> [Exercise]: Rewrite the lines below, changing "white road marking" to "painted lane line" and keeping everything else the same. Leave out the pictures.

> [Supplied data]:
## begin

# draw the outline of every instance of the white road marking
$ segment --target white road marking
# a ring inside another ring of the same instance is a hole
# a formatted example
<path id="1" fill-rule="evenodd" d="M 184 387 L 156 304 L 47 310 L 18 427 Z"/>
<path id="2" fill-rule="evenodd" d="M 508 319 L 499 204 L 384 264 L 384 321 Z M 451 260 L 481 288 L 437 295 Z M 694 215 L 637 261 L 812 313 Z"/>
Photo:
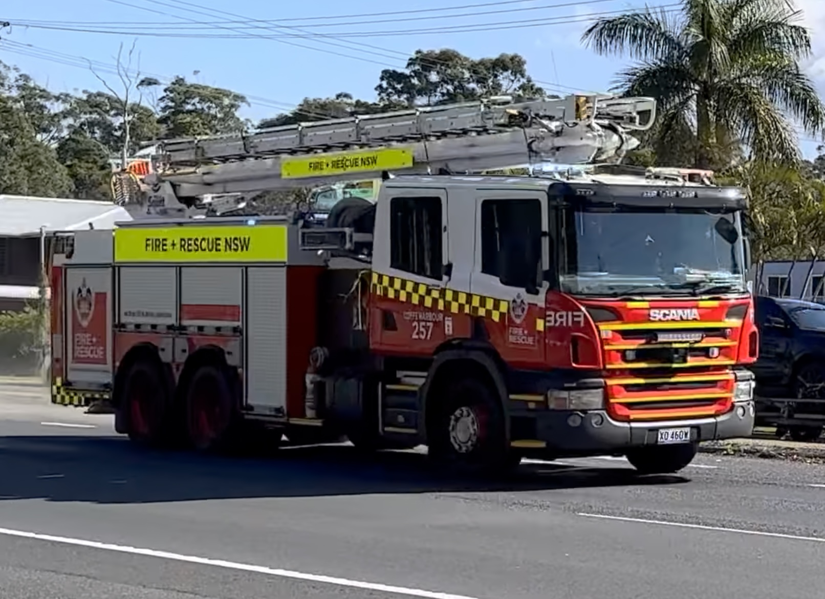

## end

> [Task output]:
# draw the outline of every instance of the painted lane line
$ segment --target painted lane line
# a ring inside another ring of the same instance is a hole
# a formatted example
<path id="1" fill-rule="evenodd" d="M 184 387 L 156 304 L 47 310 L 18 427 Z"/>
<path id="2" fill-rule="evenodd" d="M 508 319 L 499 204 L 384 264 L 384 321 Z M 451 260 L 481 288 L 437 295 Z M 694 215 L 637 261 L 812 313 Z"/>
Photo:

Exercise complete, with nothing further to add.